> _作業依頼 1_:
提示文のうち「一方、インプラント同士で咬む場合は」で始まる段落を、主な事実を残したまま箇条書きに書き直してください。
> _作業依頼 2_:
提示文について、次の問いに答えてください。
(a) インプラント同士でカチカチ咬んだ時の咬み心地は、天然の歯と比べてどうだとされていますか。
(b) 天然の歯は何の厚み分だけ動くとされていますか。
(c) 天然の歯とインプラントの歯の動きの違いを考慮して、何が必要だとされていますか。
> _作業依頼 3_:
提示文の「実際にはインプラントと結合し」から「捕捉することができるのです。」までを、両端を含めて一字一句そのまま再現してください。

実際にはインプラントと結合している骨にも弾性がありますので、インプラント同士で咬む場合でもあごの骨にすごく響くとか、天然の歯に比べて硬い咬み心地がするとかというようなことはありません。カチカチ咬んだ時の咬み心地は天然の歯にすごく近いといえるでしょう。
 
しかし食品の捕捉のしやすさは明らかに違います。天然の歯同士では野菜の繊維のように細くて芯のある食品でもしっかりと捕捉することができますが、これは上下の歯が咬んで合わさった後に、歯同士が少しねじれるように動いて微妙に位置を変え、よりしっかりと食品を捕捉してくれるからです。天然の歯は、歯根膜組織の厚み分歯が動いてくれるのでしっかりと食品を捕捉することができるのです。
 
一方、インプラント同士で咬む場合は、咬み合った後も歯はほとんど動いてくれないので、細くて薄い食品は捕捉しにくく、するりと歯の間から逃げてしまいがちです。インプラントの歯を装着された方の多くは慣れるまで野菜の繊維のような芯があって薄い食品が食べにくいとお感じになるでしょう。天然の歯とインプラントの歯の実際の動きの違いは、天然の歯は数100グラム程度の力が加わっただけで50μm以上も一気に動くのに対して、インプラントはほとんど動きません。
 
天然の歯とインプラントの歯の動きの違いを考慮した義歯の設計とメインテナンスが必要です。その違いが考慮されなければ天然の歯とインプラントの歯の機能的な調和は短期的にも長期的にも得られないでしょう。

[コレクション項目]

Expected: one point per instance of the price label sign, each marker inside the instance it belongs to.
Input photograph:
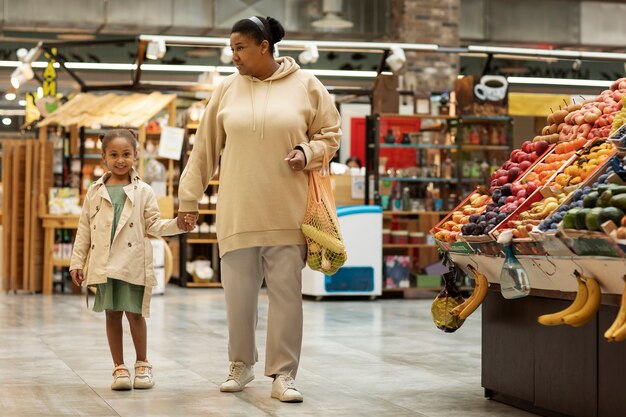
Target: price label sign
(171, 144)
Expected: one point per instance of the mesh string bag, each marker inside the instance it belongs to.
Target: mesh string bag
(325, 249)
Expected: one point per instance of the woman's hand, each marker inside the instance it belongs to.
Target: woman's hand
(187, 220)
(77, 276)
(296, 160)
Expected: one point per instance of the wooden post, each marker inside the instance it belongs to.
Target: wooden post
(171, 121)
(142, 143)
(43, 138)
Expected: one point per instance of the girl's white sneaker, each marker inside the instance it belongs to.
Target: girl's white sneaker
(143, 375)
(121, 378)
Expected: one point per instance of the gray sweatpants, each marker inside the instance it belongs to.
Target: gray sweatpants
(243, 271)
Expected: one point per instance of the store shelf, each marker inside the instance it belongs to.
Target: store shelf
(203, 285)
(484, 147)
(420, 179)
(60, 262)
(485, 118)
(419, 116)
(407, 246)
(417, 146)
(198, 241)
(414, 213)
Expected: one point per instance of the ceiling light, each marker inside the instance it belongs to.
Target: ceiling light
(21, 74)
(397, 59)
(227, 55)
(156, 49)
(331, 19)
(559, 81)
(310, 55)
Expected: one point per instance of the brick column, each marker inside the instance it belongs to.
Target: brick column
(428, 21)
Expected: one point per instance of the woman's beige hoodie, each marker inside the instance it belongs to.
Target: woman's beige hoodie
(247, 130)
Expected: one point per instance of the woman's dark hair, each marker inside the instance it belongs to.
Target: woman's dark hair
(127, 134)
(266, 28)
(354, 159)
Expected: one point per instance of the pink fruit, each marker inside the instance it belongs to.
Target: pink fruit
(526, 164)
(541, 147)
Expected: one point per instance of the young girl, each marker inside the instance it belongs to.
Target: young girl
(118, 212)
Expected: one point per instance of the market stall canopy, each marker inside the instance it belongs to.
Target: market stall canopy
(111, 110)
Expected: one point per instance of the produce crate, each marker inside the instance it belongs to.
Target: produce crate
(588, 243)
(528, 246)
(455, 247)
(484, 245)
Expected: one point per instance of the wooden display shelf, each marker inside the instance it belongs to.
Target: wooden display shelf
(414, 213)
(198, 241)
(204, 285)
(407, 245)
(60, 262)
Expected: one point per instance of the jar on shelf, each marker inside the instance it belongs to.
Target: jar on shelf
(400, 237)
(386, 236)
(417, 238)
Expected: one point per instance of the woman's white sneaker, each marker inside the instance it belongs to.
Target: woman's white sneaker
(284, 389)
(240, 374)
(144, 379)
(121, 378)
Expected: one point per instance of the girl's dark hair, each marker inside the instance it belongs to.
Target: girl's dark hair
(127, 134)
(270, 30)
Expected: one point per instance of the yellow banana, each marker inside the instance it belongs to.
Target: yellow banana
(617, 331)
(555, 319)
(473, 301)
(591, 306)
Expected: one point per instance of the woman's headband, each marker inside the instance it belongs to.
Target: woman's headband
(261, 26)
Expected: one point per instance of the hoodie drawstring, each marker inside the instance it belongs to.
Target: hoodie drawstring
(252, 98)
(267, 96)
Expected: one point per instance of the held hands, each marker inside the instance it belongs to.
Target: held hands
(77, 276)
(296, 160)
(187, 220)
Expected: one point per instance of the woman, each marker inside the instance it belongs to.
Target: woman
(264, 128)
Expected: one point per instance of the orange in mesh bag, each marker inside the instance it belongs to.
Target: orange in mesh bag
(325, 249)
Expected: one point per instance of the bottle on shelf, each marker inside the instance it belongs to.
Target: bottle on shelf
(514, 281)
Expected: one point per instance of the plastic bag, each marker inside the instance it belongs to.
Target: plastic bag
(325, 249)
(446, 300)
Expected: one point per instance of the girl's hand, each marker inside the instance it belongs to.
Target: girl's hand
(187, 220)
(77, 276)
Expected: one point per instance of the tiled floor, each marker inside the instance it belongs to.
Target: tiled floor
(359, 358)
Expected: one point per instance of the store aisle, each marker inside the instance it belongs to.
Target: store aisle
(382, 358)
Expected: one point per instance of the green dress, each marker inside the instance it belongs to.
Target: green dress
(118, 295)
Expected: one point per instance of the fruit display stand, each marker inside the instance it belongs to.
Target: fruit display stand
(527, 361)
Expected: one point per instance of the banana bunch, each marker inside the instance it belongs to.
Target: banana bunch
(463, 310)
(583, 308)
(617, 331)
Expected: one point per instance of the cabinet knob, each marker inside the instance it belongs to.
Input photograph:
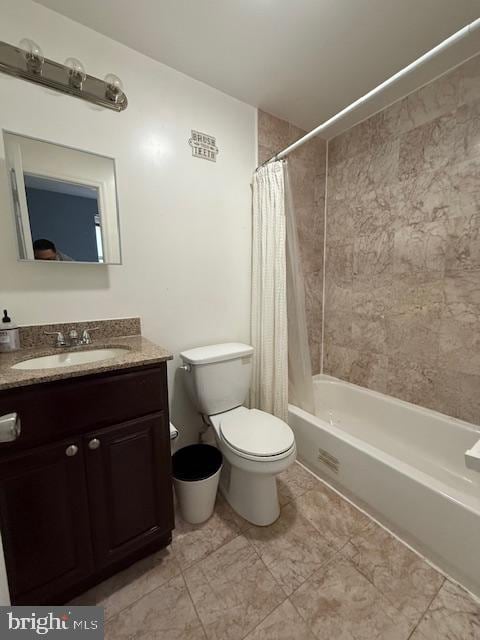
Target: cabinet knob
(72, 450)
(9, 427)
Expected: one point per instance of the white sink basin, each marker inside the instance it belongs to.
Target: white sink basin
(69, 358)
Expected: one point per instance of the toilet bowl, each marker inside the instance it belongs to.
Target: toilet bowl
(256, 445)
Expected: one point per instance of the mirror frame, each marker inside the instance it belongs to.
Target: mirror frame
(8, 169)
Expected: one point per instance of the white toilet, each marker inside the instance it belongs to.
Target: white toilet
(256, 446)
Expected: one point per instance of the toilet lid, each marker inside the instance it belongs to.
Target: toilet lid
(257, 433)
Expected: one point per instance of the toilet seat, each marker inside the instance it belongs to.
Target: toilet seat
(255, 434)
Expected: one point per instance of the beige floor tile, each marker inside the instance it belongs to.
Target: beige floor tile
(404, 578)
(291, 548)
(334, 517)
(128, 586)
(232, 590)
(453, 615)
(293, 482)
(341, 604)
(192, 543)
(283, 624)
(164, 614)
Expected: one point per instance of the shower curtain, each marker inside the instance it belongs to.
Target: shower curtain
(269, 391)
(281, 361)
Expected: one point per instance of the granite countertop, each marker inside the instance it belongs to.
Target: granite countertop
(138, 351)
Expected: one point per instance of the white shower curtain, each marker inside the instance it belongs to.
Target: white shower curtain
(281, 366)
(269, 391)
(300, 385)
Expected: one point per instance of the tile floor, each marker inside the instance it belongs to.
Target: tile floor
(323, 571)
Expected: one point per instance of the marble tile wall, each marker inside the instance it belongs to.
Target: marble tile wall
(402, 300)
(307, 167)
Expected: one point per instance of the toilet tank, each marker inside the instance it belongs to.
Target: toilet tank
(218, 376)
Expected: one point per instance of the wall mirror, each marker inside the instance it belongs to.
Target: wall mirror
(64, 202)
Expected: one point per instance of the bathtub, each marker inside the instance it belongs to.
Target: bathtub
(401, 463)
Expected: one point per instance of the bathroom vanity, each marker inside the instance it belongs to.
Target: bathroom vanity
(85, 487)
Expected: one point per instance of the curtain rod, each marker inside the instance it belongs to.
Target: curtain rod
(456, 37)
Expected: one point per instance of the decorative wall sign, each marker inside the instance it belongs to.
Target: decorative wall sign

> _解答例 1_:
- インプラント同士で咬む場合、咬み合った後も歯はほとんど動かない。
- そのため細くて薄い食品は捕捉しにくく、歯の間から逃げやすい。
- インプラントの歯を装着した人の多くは、慣れるまで野菜の繊維のような芯のある薄い食品を食べにくく感じる。
- 天然の歯は数100グラム程度の力で50μm以上一気に動くが、インプラントはほとんど動かない。

> _解答例 2_:
(a) 天然の歯にすごく近い。
(b) 歯根膜組織の厚み分。
(c) 義歯の設計とメインテナンス。

> _解答例 3_:
実際にはインプラントと結合している骨にも弾性がありますので、インプラント同士で咬む場合でもあごの骨にすごく響くとか、天然の歯に比べて硬い咬み心地がするとかというようなことはありません。カチカチ咬んだ時の咬み心地は天然の歯にすごく近いといえるでしょう。
 
しかし食品の捕捉のしやすさは明らかに違います。天然の歯同士では野菜の繊維のように細くて芯のある食品でもしっかりと捕捉することができますが、これは上下の歯が咬んで合わさった後に、歯同士が少しねじれるように動いて微妙に位置を変え、よりしっかりと食品を捕捉してくれるからです。天然の歯は、歯根膜組織の厚み分歯が動いてくれるのでしっかりと食品を捕捉することができるのです。